[What you need to do] Each line from the one containing "of the window." through the end of the data below is to be output verbatim, with no lines added or left out.

[Source data]
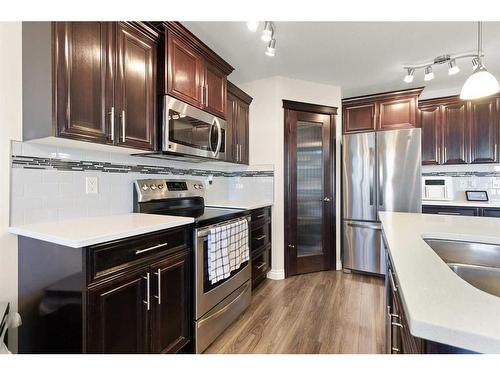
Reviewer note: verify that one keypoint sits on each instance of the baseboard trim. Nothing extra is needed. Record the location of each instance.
(276, 275)
(339, 265)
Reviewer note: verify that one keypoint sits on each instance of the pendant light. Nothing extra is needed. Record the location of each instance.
(481, 82)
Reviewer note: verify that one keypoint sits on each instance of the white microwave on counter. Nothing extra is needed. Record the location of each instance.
(437, 188)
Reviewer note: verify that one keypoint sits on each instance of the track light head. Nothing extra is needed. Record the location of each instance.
(429, 74)
(271, 48)
(253, 25)
(409, 75)
(453, 67)
(267, 33)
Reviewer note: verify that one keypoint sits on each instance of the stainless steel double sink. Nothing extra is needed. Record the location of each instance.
(476, 263)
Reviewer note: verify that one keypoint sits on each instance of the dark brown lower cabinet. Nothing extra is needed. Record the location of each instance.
(398, 337)
(118, 319)
(126, 296)
(170, 328)
(260, 244)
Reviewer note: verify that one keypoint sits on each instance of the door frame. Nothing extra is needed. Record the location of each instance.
(289, 105)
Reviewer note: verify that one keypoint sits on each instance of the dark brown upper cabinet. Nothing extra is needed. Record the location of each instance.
(397, 113)
(90, 81)
(135, 93)
(465, 131)
(215, 90)
(184, 72)
(455, 137)
(359, 118)
(192, 72)
(83, 80)
(429, 120)
(378, 112)
(238, 119)
(484, 132)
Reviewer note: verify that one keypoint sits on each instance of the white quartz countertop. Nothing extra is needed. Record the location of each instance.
(94, 230)
(246, 205)
(440, 306)
(492, 204)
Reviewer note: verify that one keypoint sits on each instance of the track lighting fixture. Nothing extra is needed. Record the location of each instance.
(267, 33)
(453, 68)
(271, 48)
(481, 82)
(253, 26)
(429, 74)
(409, 76)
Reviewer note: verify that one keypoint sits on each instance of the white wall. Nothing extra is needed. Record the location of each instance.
(10, 128)
(267, 143)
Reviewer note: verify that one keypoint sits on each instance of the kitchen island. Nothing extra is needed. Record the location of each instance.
(438, 305)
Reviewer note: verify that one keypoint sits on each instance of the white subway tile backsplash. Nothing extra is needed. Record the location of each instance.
(39, 195)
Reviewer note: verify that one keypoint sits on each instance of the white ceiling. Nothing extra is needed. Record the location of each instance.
(360, 57)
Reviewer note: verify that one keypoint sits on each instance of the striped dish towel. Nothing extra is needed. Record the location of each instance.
(227, 249)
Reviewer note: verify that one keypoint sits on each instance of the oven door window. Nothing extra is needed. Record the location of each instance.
(191, 132)
(207, 284)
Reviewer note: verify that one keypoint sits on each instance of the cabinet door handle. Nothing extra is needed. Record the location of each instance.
(112, 123)
(123, 126)
(147, 302)
(159, 286)
(261, 265)
(391, 279)
(137, 252)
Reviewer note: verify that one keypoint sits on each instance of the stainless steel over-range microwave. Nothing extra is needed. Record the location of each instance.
(189, 131)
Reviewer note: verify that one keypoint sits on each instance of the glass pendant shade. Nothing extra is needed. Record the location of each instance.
(481, 83)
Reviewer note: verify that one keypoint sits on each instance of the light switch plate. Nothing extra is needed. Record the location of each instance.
(91, 185)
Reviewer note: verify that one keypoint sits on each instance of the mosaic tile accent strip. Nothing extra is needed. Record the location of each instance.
(463, 174)
(29, 162)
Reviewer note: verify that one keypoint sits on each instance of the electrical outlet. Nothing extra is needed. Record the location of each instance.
(91, 185)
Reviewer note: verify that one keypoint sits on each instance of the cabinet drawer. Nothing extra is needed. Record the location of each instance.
(261, 265)
(111, 257)
(260, 237)
(447, 210)
(260, 216)
(491, 212)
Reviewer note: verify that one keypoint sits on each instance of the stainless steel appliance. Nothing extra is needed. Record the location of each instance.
(381, 172)
(216, 305)
(189, 131)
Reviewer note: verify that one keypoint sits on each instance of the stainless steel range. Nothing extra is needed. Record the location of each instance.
(216, 305)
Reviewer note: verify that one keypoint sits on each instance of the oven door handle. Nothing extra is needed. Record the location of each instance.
(219, 140)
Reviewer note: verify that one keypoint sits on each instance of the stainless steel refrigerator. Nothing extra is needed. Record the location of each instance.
(381, 172)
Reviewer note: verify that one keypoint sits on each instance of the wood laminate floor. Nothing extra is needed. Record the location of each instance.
(322, 312)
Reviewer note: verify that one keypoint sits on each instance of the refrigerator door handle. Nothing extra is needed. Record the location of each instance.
(365, 225)
(372, 169)
(380, 184)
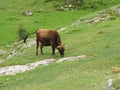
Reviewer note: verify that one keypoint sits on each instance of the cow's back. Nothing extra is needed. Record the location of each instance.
(47, 36)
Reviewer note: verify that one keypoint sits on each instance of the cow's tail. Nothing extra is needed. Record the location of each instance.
(27, 36)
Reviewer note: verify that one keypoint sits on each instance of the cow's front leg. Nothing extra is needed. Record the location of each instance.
(37, 45)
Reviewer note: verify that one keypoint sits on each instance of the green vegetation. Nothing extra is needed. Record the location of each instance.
(99, 41)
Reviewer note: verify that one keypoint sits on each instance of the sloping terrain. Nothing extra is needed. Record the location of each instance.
(94, 33)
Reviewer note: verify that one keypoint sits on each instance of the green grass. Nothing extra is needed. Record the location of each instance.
(99, 41)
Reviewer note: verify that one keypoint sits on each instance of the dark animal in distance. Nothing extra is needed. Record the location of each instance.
(45, 37)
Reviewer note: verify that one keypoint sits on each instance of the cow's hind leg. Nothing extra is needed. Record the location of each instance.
(41, 46)
(37, 45)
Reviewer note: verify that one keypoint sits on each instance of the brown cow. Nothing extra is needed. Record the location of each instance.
(51, 38)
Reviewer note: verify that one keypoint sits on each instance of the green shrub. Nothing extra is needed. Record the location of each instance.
(21, 34)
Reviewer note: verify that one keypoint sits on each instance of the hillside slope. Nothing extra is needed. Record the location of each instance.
(83, 33)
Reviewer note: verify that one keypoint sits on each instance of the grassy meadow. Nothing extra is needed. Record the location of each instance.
(99, 41)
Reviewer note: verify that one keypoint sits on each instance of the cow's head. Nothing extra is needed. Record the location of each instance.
(61, 49)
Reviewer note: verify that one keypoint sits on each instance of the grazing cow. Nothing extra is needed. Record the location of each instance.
(51, 38)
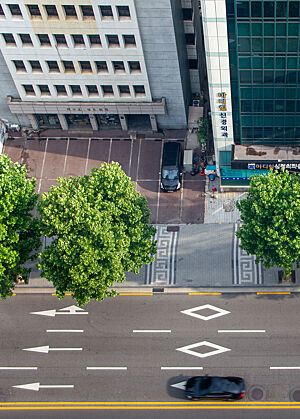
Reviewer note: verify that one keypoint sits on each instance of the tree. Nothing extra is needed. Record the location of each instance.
(19, 233)
(271, 220)
(100, 229)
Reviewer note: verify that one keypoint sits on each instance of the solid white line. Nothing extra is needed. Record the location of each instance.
(106, 368)
(151, 331)
(181, 368)
(18, 368)
(65, 330)
(241, 331)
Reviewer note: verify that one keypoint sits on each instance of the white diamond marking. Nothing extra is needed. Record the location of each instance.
(218, 349)
(219, 312)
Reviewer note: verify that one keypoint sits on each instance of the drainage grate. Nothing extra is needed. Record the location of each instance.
(173, 228)
(158, 290)
(257, 393)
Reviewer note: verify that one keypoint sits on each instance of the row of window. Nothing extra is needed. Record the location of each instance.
(268, 29)
(269, 76)
(68, 12)
(268, 44)
(83, 66)
(91, 90)
(268, 106)
(269, 62)
(83, 41)
(268, 9)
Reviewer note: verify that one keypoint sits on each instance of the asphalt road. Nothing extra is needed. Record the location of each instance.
(141, 341)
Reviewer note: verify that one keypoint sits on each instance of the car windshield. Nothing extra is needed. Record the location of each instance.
(170, 174)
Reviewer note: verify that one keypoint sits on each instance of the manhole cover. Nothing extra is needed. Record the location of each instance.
(257, 393)
(296, 395)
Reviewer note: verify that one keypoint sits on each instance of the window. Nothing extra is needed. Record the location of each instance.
(190, 38)
(106, 12)
(35, 66)
(20, 66)
(33, 10)
(87, 12)
(118, 66)
(92, 90)
(123, 12)
(15, 9)
(26, 39)
(78, 40)
(139, 90)
(53, 66)
(193, 64)
(70, 12)
(129, 40)
(76, 90)
(51, 11)
(60, 90)
(60, 40)
(101, 66)
(107, 90)
(112, 40)
(69, 66)
(124, 91)
(134, 66)
(9, 39)
(94, 40)
(44, 40)
(29, 90)
(44, 89)
(187, 13)
(85, 66)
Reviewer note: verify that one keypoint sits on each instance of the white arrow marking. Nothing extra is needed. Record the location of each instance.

[Response area]
Reviewer note: verify that one keypoint sits on each instance of the window. Nothing extra is needed. Record the location of each instance.
(190, 38)
(106, 12)
(35, 66)
(20, 66)
(33, 10)
(87, 12)
(118, 66)
(92, 90)
(123, 12)
(15, 9)
(26, 39)
(78, 40)
(139, 90)
(53, 66)
(193, 64)
(70, 12)
(129, 40)
(76, 90)
(51, 11)
(60, 90)
(60, 40)
(101, 66)
(107, 90)
(112, 40)
(69, 66)
(124, 91)
(134, 66)
(9, 39)
(94, 40)
(44, 40)
(29, 90)
(44, 89)
(187, 13)
(85, 66)
Reviewer note: verify that one keypoint sits on each instance of the white arrow marking. Nothing extra is needed. Record the location of each instance.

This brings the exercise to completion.